Print the material below line for line, changing nothing.

(Dataset rows showing where objects appear)
++++++++

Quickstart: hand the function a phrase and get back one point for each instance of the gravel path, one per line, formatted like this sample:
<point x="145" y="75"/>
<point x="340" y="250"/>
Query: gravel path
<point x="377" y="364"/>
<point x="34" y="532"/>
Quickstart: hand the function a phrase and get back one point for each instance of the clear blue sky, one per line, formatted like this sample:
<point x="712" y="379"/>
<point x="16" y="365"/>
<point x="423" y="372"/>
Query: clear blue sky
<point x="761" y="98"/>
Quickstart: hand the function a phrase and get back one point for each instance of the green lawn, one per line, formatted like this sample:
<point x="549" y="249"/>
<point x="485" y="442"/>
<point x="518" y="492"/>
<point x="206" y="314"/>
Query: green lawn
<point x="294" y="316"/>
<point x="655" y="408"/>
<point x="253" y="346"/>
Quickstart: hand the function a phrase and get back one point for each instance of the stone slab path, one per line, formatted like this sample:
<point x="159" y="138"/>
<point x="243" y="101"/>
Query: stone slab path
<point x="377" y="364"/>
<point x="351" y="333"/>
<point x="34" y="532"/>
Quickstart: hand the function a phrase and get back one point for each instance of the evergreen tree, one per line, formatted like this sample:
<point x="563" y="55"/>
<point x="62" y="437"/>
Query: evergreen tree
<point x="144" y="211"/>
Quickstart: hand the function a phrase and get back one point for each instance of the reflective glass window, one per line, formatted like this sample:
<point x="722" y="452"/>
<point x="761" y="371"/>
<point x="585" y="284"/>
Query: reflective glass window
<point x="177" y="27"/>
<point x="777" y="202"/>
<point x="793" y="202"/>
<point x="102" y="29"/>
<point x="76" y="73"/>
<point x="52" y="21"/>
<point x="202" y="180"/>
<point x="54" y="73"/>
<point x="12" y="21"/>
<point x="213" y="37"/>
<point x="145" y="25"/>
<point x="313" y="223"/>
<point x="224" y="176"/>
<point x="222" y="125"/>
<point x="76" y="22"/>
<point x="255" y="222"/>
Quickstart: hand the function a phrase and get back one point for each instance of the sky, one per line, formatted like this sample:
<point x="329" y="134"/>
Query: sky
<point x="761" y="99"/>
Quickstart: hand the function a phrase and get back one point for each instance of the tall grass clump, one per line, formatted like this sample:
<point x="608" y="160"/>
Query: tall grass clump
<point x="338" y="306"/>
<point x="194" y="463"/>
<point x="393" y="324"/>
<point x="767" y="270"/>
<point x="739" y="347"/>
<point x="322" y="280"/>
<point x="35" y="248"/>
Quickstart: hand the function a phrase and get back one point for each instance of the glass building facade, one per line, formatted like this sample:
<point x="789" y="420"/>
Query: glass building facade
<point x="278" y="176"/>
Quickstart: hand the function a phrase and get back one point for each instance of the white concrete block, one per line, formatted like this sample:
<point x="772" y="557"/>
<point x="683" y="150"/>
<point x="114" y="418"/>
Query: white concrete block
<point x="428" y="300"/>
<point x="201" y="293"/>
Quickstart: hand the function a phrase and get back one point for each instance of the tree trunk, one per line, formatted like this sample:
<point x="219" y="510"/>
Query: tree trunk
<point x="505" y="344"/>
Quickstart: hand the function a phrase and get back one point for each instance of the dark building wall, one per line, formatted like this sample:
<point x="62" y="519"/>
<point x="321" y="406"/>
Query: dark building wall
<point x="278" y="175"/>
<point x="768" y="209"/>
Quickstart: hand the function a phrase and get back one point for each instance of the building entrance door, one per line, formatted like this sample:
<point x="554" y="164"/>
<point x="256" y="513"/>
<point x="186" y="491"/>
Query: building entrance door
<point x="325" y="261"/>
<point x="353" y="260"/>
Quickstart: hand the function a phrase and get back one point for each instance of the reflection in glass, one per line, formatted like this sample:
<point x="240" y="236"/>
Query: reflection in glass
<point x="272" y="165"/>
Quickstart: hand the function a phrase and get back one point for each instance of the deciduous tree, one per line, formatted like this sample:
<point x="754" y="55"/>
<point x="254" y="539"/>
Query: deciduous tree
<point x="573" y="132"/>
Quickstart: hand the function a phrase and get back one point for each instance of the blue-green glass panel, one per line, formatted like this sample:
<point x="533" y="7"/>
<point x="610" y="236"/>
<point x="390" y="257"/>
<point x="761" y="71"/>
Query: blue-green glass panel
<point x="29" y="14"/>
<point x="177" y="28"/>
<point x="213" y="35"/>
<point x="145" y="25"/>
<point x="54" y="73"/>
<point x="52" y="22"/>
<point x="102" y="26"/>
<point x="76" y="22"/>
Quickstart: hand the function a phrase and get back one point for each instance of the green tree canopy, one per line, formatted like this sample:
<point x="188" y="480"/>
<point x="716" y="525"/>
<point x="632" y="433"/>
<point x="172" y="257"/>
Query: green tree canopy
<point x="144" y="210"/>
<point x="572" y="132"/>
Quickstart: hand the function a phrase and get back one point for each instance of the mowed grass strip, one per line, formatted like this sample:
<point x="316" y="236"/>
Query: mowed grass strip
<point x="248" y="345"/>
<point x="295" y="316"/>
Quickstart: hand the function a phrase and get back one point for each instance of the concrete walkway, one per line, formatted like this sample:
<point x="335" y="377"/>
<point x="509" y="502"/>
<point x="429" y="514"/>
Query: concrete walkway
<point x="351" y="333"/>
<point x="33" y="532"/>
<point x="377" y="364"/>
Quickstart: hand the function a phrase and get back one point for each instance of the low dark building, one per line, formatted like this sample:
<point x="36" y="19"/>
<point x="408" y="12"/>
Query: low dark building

++++++++

Reply →
Quickstart: hand the function a phrase and get back one point for each instance of the gravel path, one per line, formatted like this sample:
<point x="145" y="75"/>
<point x="340" y="250"/>
Query: gravel path
<point x="377" y="364"/>
<point x="34" y="532"/>
Quickstart: hand the function a phrase and get back one point for each instance of the clear blue sky, one per line, formatted like this sample:
<point x="712" y="379"/>
<point x="16" y="365"/>
<point x="423" y="372"/>
Query: clear blue sky
<point x="761" y="98"/>
Quickstart: hand the function a phrase and get back one point for each instance of the green lawn, one per line, formatted like this sample:
<point x="549" y="249"/>
<point x="485" y="442"/>
<point x="518" y="492"/>
<point x="206" y="314"/>
Query: green lawn
<point x="294" y="316"/>
<point x="655" y="408"/>
<point x="253" y="346"/>
Quickstart: hand the function a phrase and get back one point for each instance of the stone slab path, one per line, formatted like this sample:
<point x="159" y="138"/>
<point x="243" y="101"/>
Query: stone slab path
<point x="377" y="364"/>
<point x="351" y="333"/>
<point x="34" y="532"/>
Quickstart: hand the function a phrase and get back one point for each instance of the evergreen tree, one per line, formatted like this sample:
<point x="563" y="55"/>
<point x="62" y="437"/>
Query: evergreen tree
<point x="144" y="211"/>
Quickstart: hand the function a phrase and get back one point for each instance of the reflective glass window, one per line, formatted like this sample:
<point x="722" y="452"/>
<point x="761" y="371"/>
<point x="585" y="284"/>
Query: reflective glass window
<point x="177" y="27"/>
<point x="777" y="202"/>
<point x="793" y="202"/>
<point x="102" y="29"/>
<point x="76" y="73"/>
<point x="52" y="21"/>
<point x="202" y="180"/>
<point x="54" y="73"/>
<point x="12" y="21"/>
<point x="213" y="37"/>
<point x="145" y="25"/>
<point x="313" y="223"/>
<point x="224" y="176"/>
<point x="222" y="125"/>
<point x="76" y="22"/>
<point x="255" y="222"/>
Quickstart: hand the function a phrase and get back one point for each instance of the sky, one per line, formatted like this sample:
<point x="329" y="134"/>
Query: sky
<point x="761" y="99"/>
Quickstart: hand the function a phrase and get back one point for each instance of the tall grass clump, one per line, formatted like this sample:
<point x="608" y="160"/>
Query: tall grass clump
<point x="338" y="306"/>
<point x="194" y="463"/>
<point x="393" y="324"/>
<point x="767" y="270"/>
<point x="739" y="347"/>
<point x="322" y="280"/>
<point x="35" y="248"/>
Quickstart: hand the function a phrase and get back one point for each instance of the glass building facade, one per line, formatted like this sample:
<point x="789" y="420"/>
Query: glass building facade
<point x="278" y="176"/>
Quickstart: hand the function a phrase and get back one point for each instance of the white concrete block, one per line, formatted like this sample:
<point x="772" y="557"/>
<point x="683" y="150"/>
<point x="114" y="418"/>
Query: white concrete block
<point x="428" y="300"/>
<point x="201" y="293"/>
Quickstart: hand the function a phrase and get back one point for each instance of the tree trunk, one per line, formatted like this sample:
<point x="219" y="510"/>
Query: tree trunk
<point x="505" y="344"/>
Quickstart: hand the function a phrase and get back one point for each instance of the dark building wall, one per line, formatted like this sample:
<point x="62" y="519"/>
<point x="321" y="406"/>
Query: dark building wall
<point x="278" y="175"/>
<point x="768" y="209"/>
Quickstart: hand the function a phrase and get back one point for each instance of the building entrance door, one per line, formatted like this sample:
<point x="554" y="164"/>
<point x="256" y="513"/>
<point x="186" y="491"/>
Query: building entrance door
<point x="325" y="261"/>
<point x="353" y="260"/>
Quickstart: hand the function a phrase and get back one point for each instance of the reflection in glass, one per line, formatted like this sample:
<point x="240" y="236"/>
Query: reflection in glass
<point x="272" y="165"/>
Quickstart: hand the function a phrase and get back one point for each instance of the deciduous tree, one per line, formatted like this sample:
<point x="754" y="55"/>
<point x="254" y="539"/>
Query: deciduous tree
<point x="573" y="132"/>
Quickstart: hand the function a phrase and get back one point for each instance of the blue-green glass panel, one per line, formatted like this sample:
<point x="533" y="7"/>
<point x="610" y="236"/>
<point x="390" y="257"/>
<point x="761" y="71"/>
Query: blue-green glass panel
<point x="29" y="14"/>
<point x="177" y="28"/>
<point x="213" y="35"/>
<point x="145" y="25"/>
<point x="54" y="73"/>
<point x="52" y="22"/>
<point x="102" y="26"/>
<point x="76" y="22"/>
Quickstart: hand the function a phrase and get back one point for each instance of the green tree canopy, one per line, formatted like this sample:
<point x="188" y="480"/>
<point x="716" y="525"/>
<point x="632" y="433"/>
<point x="172" y="257"/>
Query: green tree canopy
<point x="144" y="210"/>
<point x="572" y="132"/>
Quickstart: hand the function a phrase and get back one point for each instance of the mowed grass strip, one per line, formatted like this sample:
<point x="316" y="236"/>
Query: mowed grass strip
<point x="248" y="345"/>
<point x="295" y="316"/>
Quickstart: hand the function a phrase and get back one point for each instance of the concrete walkway, one per line, formatted like this sample:
<point x="335" y="377"/>
<point x="509" y="502"/>
<point x="429" y="514"/>
Query: concrete walkway
<point x="351" y="333"/>
<point x="33" y="532"/>
<point x="377" y="364"/>
Quickstart: hand the function a phrase and get back one point for each instance of the low dark building, one per line, formatted like this sample:
<point x="36" y="19"/>
<point x="408" y="12"/>
Query: low dark building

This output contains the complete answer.